→ **DATA EXCERPTS**:
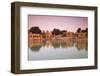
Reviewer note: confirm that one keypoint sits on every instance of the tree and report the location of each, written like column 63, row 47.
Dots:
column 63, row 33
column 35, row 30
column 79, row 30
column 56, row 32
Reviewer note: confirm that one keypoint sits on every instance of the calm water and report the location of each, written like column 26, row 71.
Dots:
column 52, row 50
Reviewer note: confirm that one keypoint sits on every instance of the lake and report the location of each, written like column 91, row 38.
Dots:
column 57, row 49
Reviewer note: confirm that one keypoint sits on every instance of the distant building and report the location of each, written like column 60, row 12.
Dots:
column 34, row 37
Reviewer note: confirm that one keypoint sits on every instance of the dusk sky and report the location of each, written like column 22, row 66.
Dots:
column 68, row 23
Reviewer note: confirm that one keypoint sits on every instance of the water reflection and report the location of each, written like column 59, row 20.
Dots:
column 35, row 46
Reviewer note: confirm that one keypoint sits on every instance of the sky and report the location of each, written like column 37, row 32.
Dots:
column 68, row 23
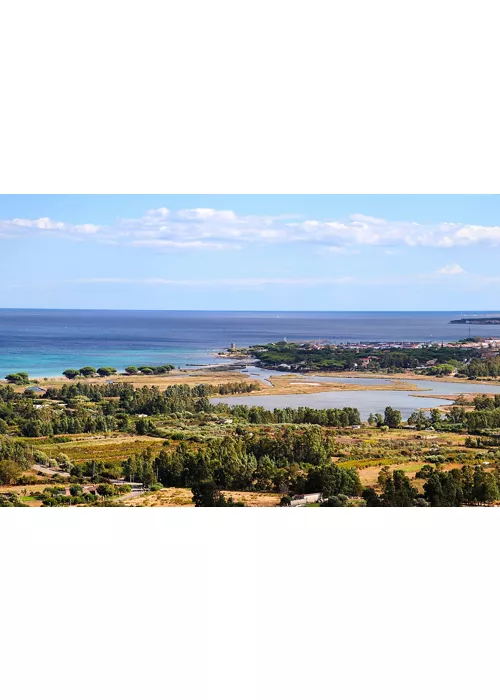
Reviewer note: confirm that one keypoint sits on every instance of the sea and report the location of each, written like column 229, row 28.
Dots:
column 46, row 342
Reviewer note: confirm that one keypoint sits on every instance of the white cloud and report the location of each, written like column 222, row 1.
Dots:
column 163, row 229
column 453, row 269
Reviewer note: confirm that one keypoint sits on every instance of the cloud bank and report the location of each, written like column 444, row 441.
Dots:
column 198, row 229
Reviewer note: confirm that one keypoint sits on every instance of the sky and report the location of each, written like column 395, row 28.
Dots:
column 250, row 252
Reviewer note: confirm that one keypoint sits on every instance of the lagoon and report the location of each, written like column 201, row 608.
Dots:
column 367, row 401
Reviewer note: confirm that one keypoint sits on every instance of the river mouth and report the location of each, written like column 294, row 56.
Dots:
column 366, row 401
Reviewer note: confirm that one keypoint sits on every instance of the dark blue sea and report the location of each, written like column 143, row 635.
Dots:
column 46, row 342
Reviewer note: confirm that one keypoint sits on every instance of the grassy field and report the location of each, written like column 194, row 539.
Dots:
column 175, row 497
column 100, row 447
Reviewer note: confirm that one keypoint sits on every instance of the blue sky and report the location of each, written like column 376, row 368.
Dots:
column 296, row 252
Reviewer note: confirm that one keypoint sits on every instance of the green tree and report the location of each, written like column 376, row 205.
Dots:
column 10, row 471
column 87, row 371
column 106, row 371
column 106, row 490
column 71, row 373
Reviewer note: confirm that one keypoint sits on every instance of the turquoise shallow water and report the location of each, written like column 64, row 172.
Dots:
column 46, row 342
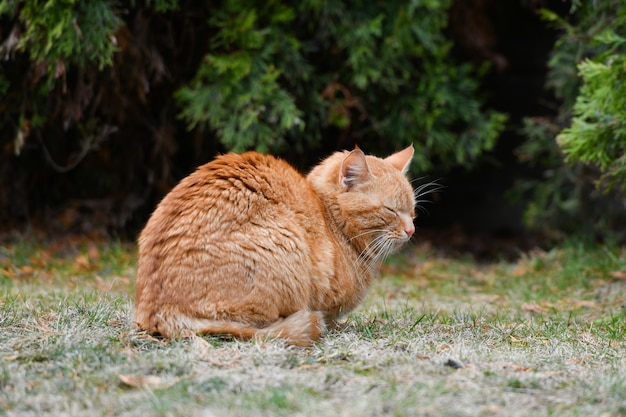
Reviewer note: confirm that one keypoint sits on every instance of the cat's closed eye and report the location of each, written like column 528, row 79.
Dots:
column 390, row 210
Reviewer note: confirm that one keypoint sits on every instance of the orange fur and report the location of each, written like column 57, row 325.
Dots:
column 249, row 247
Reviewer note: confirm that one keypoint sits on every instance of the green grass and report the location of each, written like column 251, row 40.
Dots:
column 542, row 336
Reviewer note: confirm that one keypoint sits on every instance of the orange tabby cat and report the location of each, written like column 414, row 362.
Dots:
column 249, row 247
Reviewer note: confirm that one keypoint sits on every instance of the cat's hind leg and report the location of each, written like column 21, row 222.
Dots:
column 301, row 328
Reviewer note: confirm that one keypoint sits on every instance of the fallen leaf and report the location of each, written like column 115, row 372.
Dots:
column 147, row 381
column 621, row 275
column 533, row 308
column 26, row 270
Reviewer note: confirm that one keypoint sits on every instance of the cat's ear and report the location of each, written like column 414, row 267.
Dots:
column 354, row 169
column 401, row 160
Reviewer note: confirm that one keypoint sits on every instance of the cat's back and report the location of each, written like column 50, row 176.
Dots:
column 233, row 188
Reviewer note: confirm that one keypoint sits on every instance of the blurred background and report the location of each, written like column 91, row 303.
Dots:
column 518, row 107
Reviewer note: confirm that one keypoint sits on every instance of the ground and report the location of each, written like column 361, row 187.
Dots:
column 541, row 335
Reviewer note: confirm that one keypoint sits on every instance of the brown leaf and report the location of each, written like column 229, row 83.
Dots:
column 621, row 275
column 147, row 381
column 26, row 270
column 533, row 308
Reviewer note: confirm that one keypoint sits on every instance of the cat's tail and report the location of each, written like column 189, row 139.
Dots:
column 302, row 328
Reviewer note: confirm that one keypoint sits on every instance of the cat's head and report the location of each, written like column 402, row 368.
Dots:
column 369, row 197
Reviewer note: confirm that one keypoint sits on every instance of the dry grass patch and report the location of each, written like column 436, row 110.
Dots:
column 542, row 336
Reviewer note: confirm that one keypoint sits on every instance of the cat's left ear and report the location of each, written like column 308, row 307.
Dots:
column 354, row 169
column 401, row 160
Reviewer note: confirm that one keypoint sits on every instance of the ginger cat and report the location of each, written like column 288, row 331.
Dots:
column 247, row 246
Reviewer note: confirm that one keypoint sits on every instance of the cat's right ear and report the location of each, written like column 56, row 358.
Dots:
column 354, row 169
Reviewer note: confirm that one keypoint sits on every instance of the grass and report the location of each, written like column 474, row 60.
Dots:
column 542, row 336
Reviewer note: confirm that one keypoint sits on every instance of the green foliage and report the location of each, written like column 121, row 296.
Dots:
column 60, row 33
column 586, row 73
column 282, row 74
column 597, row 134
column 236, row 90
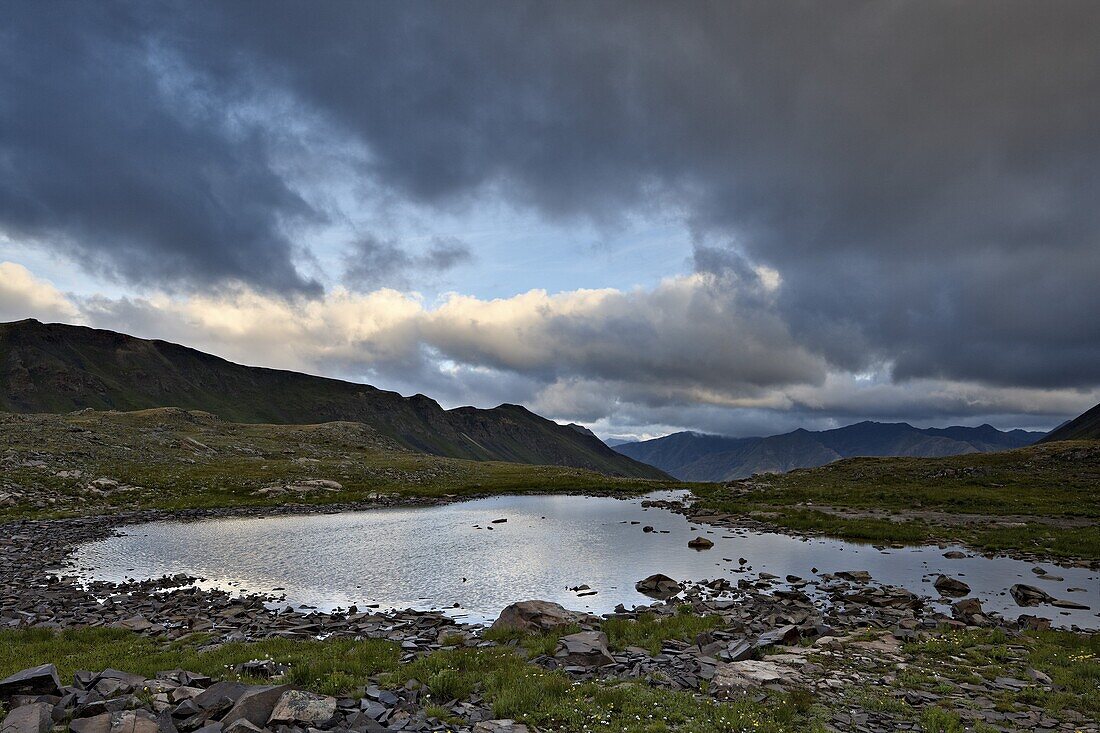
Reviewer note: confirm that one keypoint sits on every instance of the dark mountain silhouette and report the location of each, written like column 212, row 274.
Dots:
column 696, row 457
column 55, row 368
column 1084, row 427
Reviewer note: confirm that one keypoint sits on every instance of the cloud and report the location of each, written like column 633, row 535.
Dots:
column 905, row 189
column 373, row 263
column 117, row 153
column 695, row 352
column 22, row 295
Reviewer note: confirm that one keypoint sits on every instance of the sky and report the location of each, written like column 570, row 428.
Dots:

→ **TASK REQUIREMENTS**:
All that is needed is the number of lines above in which the string "dark" appears.

→ **PROBLEM SOLUTION**:
2